→ EXERCISE AIM
Starting at the beginning of the records and continuing through the line containing "point(395, 315)", write those lines out again, including the requests. Multiply every point coordinate in the answers by 2.1 and round to whole numbers, with halves rounding up. Leave the coordinates in the requests' format samples unchanged, and omit the pictures.

→ DATA SHOWN
▼

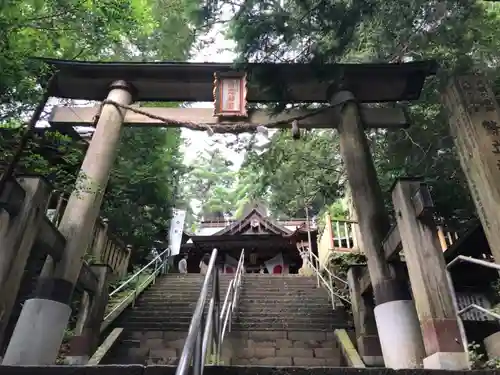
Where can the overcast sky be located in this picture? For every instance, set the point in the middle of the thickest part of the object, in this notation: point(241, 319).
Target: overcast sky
point(220, 51)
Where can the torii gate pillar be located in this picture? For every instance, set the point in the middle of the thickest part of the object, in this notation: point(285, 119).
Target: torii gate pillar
point(40, 329)
point(395, 315)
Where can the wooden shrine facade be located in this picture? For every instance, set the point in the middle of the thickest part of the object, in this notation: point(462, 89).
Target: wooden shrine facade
point(270, 245)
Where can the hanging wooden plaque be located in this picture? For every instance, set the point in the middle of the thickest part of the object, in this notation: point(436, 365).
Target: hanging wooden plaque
point(230, 94)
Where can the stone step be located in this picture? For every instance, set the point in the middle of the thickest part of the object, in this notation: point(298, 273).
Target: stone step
point(264, 299)
point(239, 314)
point(258, 326)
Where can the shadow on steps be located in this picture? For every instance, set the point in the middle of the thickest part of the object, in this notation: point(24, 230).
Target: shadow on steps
point(221, 370)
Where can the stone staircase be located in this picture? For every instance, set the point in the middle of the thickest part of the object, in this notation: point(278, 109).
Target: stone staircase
point(281, 321)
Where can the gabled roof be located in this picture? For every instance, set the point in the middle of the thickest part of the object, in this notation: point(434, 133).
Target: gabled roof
point(254, 215)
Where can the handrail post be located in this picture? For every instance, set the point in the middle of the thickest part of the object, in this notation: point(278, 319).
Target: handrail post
point(216, 313)
point(136, 288)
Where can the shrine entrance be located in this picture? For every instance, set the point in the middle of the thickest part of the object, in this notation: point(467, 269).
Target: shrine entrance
point(346, 94)
point(270, 245)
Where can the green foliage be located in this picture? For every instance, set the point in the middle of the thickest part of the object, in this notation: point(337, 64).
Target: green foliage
point(339, 262)
point(460, 35)
point(144, 182)
point(293, 174)
point(143, 187)
point(208, 182)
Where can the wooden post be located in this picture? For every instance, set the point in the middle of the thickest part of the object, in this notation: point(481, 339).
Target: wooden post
point(41, 325)
point(391, 297)
point(84, 345)
point(16, 242)
point(427, 270)
point(475, 127)
point(364, 320)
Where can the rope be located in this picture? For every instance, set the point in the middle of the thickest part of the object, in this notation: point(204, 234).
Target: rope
point(221, 127)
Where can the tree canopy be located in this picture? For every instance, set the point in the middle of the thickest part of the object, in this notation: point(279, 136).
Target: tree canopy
point(144, 181)
point(460, 34)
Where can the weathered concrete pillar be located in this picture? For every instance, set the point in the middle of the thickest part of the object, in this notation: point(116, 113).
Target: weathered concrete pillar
point(40, 328)
point(443, 342)
point(84, 345)
point(492, 345)
point(16, 242)
point(391, 297)
point(475, 127)
point(367, 340)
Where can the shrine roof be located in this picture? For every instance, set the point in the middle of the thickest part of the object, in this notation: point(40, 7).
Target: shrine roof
point(254, 214)
point(183, 81)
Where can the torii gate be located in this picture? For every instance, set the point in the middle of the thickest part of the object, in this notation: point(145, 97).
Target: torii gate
point(347, 88)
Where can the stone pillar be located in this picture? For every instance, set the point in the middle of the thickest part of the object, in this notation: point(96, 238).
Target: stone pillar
point(17, 241)
point(367, 340)
point(492, 345)
point(444, 347)
point(40, 328)
point(390, 295)
point(475, 127)
point(86, 343)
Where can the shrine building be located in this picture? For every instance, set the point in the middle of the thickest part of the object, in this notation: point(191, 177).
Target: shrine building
point(271, 246)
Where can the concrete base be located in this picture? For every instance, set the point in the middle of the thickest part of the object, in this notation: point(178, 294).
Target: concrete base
point(399, 333)
point(77, 360)
point(492, 345)
point(38, 334)
point(447, 361)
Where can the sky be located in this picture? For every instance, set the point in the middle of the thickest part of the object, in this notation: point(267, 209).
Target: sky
point(219, 51)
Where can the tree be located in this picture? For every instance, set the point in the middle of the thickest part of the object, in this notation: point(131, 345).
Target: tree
point(208, 183)
point(460, 34)
point(144, 182)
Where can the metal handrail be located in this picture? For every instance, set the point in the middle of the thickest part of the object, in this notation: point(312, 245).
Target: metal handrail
point(198, 343)
point(484, 263)
point(159, 267)
point(459, 259)
point(463, 258)
point(232, 298)
point(328, 285)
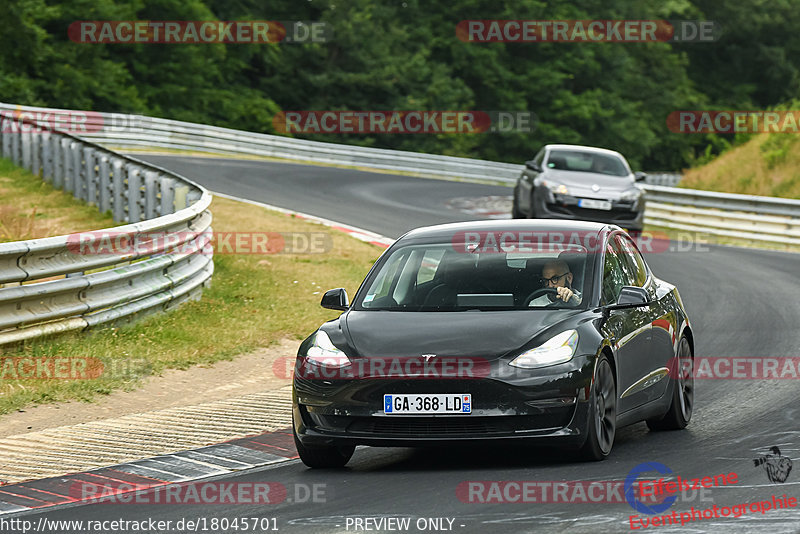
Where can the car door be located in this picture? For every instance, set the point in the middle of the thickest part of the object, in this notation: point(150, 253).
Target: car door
point(662, 322)
point(629, 330)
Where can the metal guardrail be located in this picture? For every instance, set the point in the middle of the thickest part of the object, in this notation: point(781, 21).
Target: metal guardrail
point(54, 284)
point(741, 216)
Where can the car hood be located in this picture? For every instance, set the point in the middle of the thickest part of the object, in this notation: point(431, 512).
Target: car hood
point(580, 183)
point(484, 334)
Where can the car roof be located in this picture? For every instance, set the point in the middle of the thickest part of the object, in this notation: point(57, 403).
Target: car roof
point(447, 231)
point(583, 149)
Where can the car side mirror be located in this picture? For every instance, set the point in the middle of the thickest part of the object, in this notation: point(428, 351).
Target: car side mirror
point(335, 299)
point(631, 297)
point(532, 165)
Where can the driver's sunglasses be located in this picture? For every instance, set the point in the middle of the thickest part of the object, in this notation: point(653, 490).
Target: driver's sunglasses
point(553, 280)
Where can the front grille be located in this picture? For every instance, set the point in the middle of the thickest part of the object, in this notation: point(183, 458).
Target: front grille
point(590, 214)
point(431, 426)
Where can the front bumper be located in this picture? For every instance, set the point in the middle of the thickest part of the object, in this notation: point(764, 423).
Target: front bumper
point(546, 403)
point(628, 215)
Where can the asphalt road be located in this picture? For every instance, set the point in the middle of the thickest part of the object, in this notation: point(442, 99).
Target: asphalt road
point(741, 303)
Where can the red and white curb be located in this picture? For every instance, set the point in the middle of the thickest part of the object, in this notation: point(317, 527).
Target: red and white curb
point(142, 475)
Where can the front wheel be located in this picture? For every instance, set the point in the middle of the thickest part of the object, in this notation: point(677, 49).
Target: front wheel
point(602, 424)
point(680, 409)
point(321, 457)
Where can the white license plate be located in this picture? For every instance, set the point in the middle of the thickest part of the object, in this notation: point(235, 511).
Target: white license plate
point(594, 204)
point(427, 403)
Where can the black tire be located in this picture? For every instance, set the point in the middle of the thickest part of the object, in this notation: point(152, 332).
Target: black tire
point(602, 424)
point(515, 212)
point(324, 457)
point(680, 409)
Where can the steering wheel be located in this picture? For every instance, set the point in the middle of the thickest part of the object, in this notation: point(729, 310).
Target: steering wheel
point(539, 293)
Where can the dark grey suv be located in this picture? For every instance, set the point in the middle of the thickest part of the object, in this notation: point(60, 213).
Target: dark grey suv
point(580, 182)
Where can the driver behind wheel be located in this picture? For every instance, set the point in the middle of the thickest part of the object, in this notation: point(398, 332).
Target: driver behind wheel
point(556, 275)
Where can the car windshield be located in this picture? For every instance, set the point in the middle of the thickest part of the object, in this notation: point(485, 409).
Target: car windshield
point(576, 160)
point(452, 277)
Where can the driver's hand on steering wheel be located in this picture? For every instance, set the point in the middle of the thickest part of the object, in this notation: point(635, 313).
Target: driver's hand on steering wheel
point(565, 294)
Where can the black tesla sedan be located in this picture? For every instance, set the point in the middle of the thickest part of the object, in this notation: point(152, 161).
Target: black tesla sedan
point(580, 182)
point(550, 331)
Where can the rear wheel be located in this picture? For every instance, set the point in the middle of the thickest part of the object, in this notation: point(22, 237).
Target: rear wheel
point(602, 424)
point(321, 457)
point(680, 409)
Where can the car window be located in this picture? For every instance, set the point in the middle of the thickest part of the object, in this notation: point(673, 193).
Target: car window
point(441, 277)
point(386, 279)
point(635, 263)
point(615, 273)
point(429, 266)
point(577, 160)
point(539, 157)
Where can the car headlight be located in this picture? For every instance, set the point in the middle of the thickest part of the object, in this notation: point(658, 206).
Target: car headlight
point(324, 352)
point(561, 189)
point(631, 195)
point(558, 349)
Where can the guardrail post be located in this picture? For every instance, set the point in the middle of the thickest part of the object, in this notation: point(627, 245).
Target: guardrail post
point(104, 177)
point(134, 193)
point(167, 195)
point(150, 195)
point(66, 157)
point(58, 161)
point(118, 190)
point(75, 182)
point(26, 149)
point(180, 197)
point(36, 154)
point(90, 170)
point(47, 157)
point(16, 148)
point(5, 133)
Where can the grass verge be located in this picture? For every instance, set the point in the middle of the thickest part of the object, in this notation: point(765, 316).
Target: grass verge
point(31, 208)
point(254, 300)
point(766, 165)
point(703, 238)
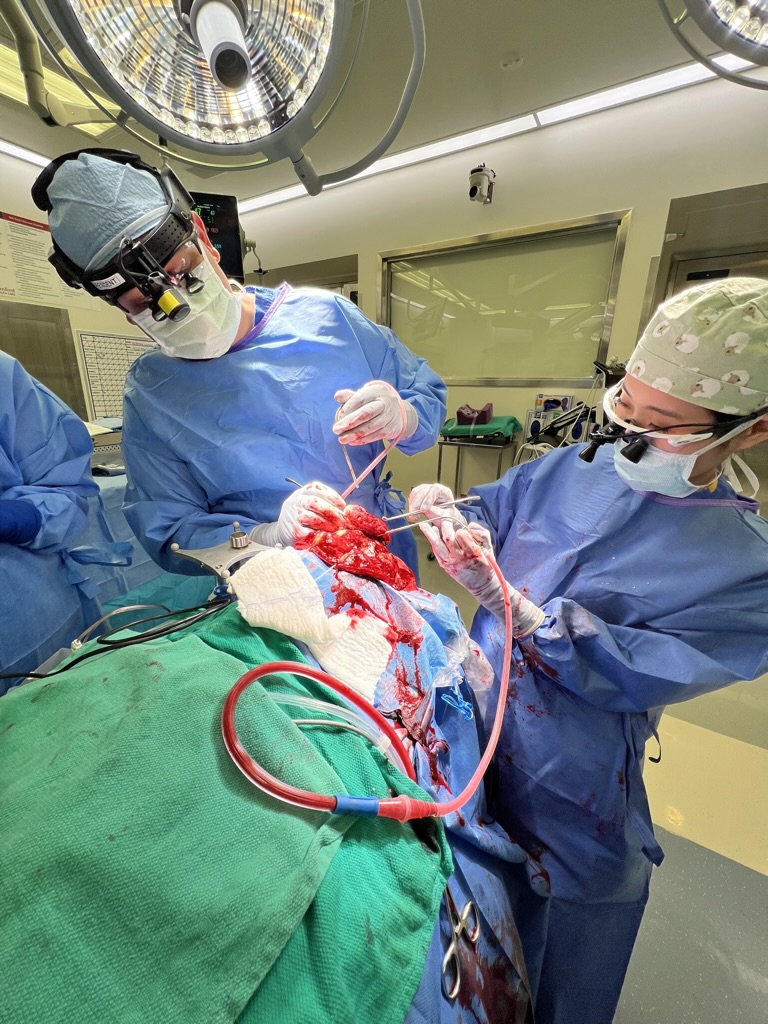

▲

→ RESULT OF THE EXERCISE
Where can the overcast sky be located in this picture? For every instance, set the point in the middle of the thickest part of the object, in this notation: point(241, 319).
Target: overcast sky
point(462, 107)
Where can the torii gate pillar be located in this picture? For every instance, set the point in the middle of the thickest part of the object, in this notation: point(285, 119).
Target: torii gate pillar
point(84, 691)
point(830, 662)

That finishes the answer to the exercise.